## EXCERTO SELECIONADO
────────────────

Corria a noite de 30 de outubro de 2015 quando o fogo deflagrou num bar em Bucareste, chamado Colectiv. No momento fatídico, tocava uma banda de heavy metal, os Goodbye to Gravity. Assim que o grupo acabara a música The Day We Die, o vocalista Andrei Galut olhou para as primeiras faíscas e rapidamente referiu que “isto não faz parte do espetáculo” – a pirotecnia tinha saído fora de controlo. O resultado? Vinte e sete pessoas morreram naquela noite e quase duzentos sofreram lesões ou queimaduras. Passados quatro meses, outras trinta e sete tiveram o mesmo destino, enquanto utentes dos hospitais estatais. Não devido a queimaduras, mas sim a infeções bacterianas, desencadeadas por negligência médica e possíveis interesses políticos.
Esta terrível conclusão é o ponto de partida de “Collective”, o documentário realizado pelo romeno Alexander Nanau. Uma história real que entrelaça a experiência do jornalismo de investigação, convívio com vítimas do incêndio e os bastidores da deliberação governamental. O grupo de jornalistas meritórios e sedentos de verdade é composto por Cătălin Tolontan, Mirela Neag e Răzvan Luțac. Já Tedy Ursuleanu, pinta um retrato de dor e dignidade ao representar de cabeça erguida os imolados. Para completar o painel, o jovem Vlad Voiculescu, que foi entretanto designado Ministro da Saúde, manifesta a complexidade da tomada de decisão à época.

O que começou pelo puxar de um fio de novelo acabou por expor um conjunto de factos que envergonhariam toda a Roménia. A corrupção estrutural tomara conta do sistema de saúde do país. Da camada mais fina à mais grossa, todos estavam dispostos a mentir para manter a fachada e continuar a lucrar à custa da tragédia alheia. Foi, portanto, o trabalho dos repórteres do inusitado jornal desportivo, Sports Gazette, que despertou uma indignação coletiva. Sentiram-se algumas consequências, mas a podridão estava de tal modo cravada que os vislumbres de mudança iam pouco além das miragens.

────────────────

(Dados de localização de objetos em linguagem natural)

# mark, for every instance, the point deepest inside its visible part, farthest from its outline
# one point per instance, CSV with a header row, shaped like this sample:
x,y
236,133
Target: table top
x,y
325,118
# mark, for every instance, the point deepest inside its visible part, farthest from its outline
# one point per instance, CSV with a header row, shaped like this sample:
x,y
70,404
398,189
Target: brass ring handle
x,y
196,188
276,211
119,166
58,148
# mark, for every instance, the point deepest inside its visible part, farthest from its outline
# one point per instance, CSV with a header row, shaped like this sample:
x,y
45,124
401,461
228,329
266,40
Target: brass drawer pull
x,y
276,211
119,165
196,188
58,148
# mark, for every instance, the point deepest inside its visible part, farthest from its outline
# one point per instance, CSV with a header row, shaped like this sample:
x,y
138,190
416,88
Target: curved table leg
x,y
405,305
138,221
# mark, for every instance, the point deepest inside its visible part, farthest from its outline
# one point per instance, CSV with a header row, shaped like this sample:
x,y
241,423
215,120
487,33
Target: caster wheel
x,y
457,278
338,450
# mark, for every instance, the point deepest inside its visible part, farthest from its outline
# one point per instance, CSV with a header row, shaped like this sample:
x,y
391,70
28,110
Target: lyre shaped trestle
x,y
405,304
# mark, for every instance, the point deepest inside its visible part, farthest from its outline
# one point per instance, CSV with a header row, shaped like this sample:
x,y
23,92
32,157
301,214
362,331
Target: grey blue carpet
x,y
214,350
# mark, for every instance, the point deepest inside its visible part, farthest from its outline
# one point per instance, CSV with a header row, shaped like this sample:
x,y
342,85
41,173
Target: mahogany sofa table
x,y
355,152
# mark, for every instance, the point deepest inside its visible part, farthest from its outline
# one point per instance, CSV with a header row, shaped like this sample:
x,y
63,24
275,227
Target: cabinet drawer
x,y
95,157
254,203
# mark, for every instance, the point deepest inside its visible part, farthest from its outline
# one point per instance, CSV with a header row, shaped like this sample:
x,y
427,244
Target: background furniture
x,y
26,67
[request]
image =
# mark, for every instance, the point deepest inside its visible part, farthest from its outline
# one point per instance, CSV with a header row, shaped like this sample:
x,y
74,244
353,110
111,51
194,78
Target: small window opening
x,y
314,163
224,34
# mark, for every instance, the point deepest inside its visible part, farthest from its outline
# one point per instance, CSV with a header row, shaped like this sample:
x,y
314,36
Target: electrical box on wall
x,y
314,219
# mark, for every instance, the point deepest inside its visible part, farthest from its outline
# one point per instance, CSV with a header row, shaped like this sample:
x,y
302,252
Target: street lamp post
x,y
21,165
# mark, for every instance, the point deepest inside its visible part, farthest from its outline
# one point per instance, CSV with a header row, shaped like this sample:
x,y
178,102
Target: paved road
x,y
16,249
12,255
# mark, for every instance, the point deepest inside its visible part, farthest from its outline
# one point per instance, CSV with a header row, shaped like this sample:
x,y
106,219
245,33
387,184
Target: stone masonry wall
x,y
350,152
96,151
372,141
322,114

────────────────

## O QUE PRODUZIR
Transcreva do texto sobre o incêndio no Colectiv o trecho que vai de "O que começou" a "além das miragens.".

## RESULTADO ABAIXO
O que começou pelo puxar de um fio de novelo acabou por expor um conjunto de factos que envergonhariam toda a Roménia. A corrupção estrutural tomara conta do sistema de saúde do país. Da camada mais fina à mais grossa, todos estavam dispostos a mentir para manter a fachada e continuar a lucrar à custa da tragédia alheia. Foi, portanto, o trabalho dos repórteres do inusitado jornal desportivo, Sports Gazette, que despertou uma indignação coletiva. Sentiram-se algumas consequências, mas a podridão estava de tal modo cravada que os vislumbres de mudança iam pouco além das miragens.